> TASK
Reproduce all of the data below, swapping "most grateful" for "very grateful" wherever it occurs and leaving everything else unchanged.
--- --- ---
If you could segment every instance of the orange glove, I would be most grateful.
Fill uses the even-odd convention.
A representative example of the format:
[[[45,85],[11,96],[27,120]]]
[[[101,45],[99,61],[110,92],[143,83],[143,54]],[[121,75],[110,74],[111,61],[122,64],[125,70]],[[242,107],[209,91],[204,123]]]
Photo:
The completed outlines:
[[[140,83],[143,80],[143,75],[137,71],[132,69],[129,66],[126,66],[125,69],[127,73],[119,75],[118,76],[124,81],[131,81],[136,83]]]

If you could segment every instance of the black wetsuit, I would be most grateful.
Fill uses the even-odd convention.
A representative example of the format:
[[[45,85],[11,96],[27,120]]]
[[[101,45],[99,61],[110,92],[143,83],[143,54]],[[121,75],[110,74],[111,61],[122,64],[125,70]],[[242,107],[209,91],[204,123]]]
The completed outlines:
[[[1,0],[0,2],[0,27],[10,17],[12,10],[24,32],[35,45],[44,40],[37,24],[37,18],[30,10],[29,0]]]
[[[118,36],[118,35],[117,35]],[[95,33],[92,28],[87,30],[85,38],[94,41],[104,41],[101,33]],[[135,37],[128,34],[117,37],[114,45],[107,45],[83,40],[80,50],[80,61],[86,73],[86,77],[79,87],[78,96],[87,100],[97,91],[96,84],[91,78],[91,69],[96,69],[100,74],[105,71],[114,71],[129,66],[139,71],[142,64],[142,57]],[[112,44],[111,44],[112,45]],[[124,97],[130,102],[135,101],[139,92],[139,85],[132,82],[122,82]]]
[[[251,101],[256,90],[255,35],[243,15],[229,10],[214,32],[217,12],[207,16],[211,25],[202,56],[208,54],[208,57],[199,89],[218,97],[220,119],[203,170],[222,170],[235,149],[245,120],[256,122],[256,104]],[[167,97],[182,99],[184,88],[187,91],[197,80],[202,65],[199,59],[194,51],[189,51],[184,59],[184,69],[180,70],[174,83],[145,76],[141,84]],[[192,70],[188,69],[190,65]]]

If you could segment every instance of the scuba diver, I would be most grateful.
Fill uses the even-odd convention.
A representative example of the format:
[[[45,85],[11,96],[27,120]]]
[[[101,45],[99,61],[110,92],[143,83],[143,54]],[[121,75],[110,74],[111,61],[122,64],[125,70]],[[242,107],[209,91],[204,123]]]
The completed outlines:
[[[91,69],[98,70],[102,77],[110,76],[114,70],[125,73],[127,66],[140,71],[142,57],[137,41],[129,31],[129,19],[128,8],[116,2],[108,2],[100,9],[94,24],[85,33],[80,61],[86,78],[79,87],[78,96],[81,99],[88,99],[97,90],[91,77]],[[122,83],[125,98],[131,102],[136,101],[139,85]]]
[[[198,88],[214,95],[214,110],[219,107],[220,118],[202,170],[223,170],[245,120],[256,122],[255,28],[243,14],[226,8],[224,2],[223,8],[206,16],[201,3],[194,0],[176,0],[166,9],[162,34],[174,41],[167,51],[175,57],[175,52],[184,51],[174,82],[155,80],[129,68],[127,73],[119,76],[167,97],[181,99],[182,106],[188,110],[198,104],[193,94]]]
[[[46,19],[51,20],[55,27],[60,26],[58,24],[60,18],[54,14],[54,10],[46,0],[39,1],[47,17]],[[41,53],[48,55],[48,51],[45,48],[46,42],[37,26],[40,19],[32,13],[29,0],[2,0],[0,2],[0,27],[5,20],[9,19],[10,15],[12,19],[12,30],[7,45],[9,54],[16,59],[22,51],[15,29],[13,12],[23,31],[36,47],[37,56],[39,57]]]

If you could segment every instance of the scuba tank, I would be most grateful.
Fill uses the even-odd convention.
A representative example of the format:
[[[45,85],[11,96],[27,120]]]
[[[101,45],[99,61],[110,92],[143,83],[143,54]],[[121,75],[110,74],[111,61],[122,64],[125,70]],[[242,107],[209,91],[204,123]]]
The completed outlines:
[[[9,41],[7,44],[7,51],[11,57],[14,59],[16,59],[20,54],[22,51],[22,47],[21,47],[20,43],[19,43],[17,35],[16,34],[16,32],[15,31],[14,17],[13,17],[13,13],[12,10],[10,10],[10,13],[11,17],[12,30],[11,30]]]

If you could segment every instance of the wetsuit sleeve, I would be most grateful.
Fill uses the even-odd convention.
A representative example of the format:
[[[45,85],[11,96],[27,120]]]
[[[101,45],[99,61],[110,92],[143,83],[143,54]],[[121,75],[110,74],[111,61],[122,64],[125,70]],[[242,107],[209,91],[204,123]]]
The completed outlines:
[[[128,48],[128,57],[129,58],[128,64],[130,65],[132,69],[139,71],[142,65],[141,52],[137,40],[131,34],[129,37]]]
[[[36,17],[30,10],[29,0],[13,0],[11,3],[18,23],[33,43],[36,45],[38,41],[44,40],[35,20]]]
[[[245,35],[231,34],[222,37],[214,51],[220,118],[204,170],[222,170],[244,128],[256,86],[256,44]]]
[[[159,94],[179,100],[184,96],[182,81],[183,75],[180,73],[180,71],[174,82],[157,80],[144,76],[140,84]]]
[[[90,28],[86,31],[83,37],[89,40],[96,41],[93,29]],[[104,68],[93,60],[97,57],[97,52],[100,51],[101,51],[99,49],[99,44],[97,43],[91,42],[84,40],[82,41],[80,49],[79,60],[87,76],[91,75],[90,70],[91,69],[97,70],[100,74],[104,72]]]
--- --- ---
> EXERCISE SOLUTION
If you could segment every instance of the orange glove, I would be very grateful.
Fill uses the even-odd convention.
A representative example of the format:
[[[45,85],[11,96],[27,120]]]
[[[101,45],[99,61],[110,92],[143,83],[143,54]],[[121,75],[110,74],[111,61],[122,64],[125,70]],[[242,107],[209,91],[204,123]]]
Photo:
The completed outlines:
[[[140,83],[143,80],[143,75],[137,71],[132,69],[129,66],[126,66],[125,69],[127,73],[119,75],[118,76],[124,81],[131,81],[136,83]]]

If you could segment every instance of the black wetsuit, I would be very grateful.
Fill uses the even-odd convention.
A representative example of the format:
[[[45,85],[11,96],[27,120]]]
[[[101,45],[99,61],[110,92],[143,83],[143,54]],[[121,75],[110,74],[111,61],[122,64],[125,70]],[[242,107],[209,91],[204,123]]]
The completed outlines:
[[[1,0],[0,2],[0,27],[10,17],[12,10],[24,32],[35,45],[44,40],[37,24],[37,18],[30,10],[29,0]]]
[[[118,36],[118,35],[117,35]],[[95,33],[92,28],[87,30],[85,38],[94,41],[104,41],[101,33]],[[135,37],[128,34],[117,37],[114,45],[107,45],[83,40],[80,50],[80,61],[86,73],[86,77],[79,87],[78,96],[87,100],[97,91],[96,84],[91,78],[91,69],[96,69],[100,74],[105,71],[114,71],[129,66],[139,71],[142,64],[142,57]],[[112,44],[111,44],[112,45]],[[124,97],[130,102],[135,101],[139,92],[139,85],[132,82],[122,82]]]
[[[251,101],[256,90],[255,35],[243,15],[229,10],[214,32],[217,12],[207,16],[211,25],[202,56],[208,54],[208,57],[199,89],[218,97],[220,119],[203,170],[222,170],[235,149],[245,120],[256,122],[256,104]],[[167,97],[182,99],[184,88],[187,91],[197,80],[202,65],[199,59],[194,51],[189,51],[184,59],[184,69],[180,70],[174,83],[145,76],[141,84]],[[192,70],[188,69],[190,65]]]

If you could segment every instance of the scuba diver, I would be very grateful.
Fill uses the even-odd convention.
A representative example of the format:
[[[45,85],[11,96],[27,120]]]
[[[101,45],[99,61],[110,92],[143,83],[143,54]],[[121,75],[110,74],[111,61],[122,64],[125,70]],[[242,107],[209,91],[204,123]]]
The completed outlines:
[[[91,69],[98,70],[102,77],[110,76],[114,70],[125,73],[127,66],[140,71],[142,57],[137,41],[129,31],[129,19],[128,8],[116,2],[108,2],[100,9],[94,24],[85,33],[80,61],[86,78],[79,87],[78,96],[81,99],[88,99],[97,90],[91,77]],[[122,83],[125,98],[131,102],[136,101],[139,85]]]
[[[198,88],[214,95],[214,110],[219,107],[220,118],[202,170],[223,170],[245,120],[256,122],[255,28],[243,14],[226,8],[224,2],[223,8],[206,16],[201,3],[194,0],[176,0],[166,9],[162,34],[174,41],[167,51],[175,57],[175,52],[184,51],[174,82],[155,80],[129,68],[127,73],[119,76],[167,97],[181,99],[182,106],[188,110],[198,104],[193,94]]]
[[[46,19],[51,20],[55,27],[60,26],[58,24],[60,18],[54,14],[54,10],[46,0],[39,1],[47,17]],[[41,53],[48,55],[48,51],[45,48],[46,42],[37,26],[40,19],[32,13],[29,0],[2,0],[0,2],[0,27],[5,20],[9,19],[10,15],[12,19],[12,30],[7,45],[9,54],[16,59],[22,51],[15,29],[13,12],[23,31],[36,47],[37,56],[39,57]]]

If you could segment every instance of the scuba tank, I would be very grateful.
Fill uses the even-odd convention.
A representative example of the format:
[[[45,85],[11,96],[27,120]]]
[[[101,45],[99,61],[110,92],[143,83],[143,54]],[[121,75],[110,74],[111,61],[122,64],[125,70]],[[242,107],[209,91],[204,123]]]
The completed outlines:
[[[9,41],[7,44],[7,51],[11,57],[14,59],[16,59],[20,54],[22,51],[22,47],[21,47],[20,43],[19,43],[17,35],[16,34],[16,32],[15,31],[14,17],[13,17],[13,13],[12,10],[10,10],[10,13],[11,17],[12,30],[11,30]]]

If you could segment every instance of the wetsuit sleeve, I would be very grateful.
Fill uses the even-odd convention.
A representative example of the format:
[[[45,85],[11,96],[27,120]]]
[[[101,45],[99,61],[110,92],[143,83],[143,54]],[[121,75],[110,74],[111,61],[122,64],[125,70]],[[242,107],[209,91],[204,123]]]
The completed outlines:
[[[128,48],[128,57],[129,58],[128,64],[130,65],[132,69],[139,71],[142,65],[141,52],[137,40],[131,34],[129,37]]]
[[[36,17],[30,10],[29,0],[13,0],[11,3],[18,23],[33,43],[36,45],[38,41],[44,40],[35,20]]]
[[[245,35],[231,34],[222,37],[214,51],[220,118],[204,170],[222,170],[244,128],[256,86],[256,44]]]
[[[159,94],[179,100],[184,96],[182,81],[183,75],[180,73],[180,71],[174,82],[157,80],[144,76],[140,84]]]
[[[90,28],[86,31],[83,37],[89,40],[96,41],[93,29]],[[104,68],[93,60],[97,57],[97,52],[100,51],[101,51],[99,49],[99,44],[97,43],[91,42],[84,40],[82,41],[80,49],[79,60],[87,76],[91,75],[90,70],[91,69],[97,70],[100,74],[104,72]]]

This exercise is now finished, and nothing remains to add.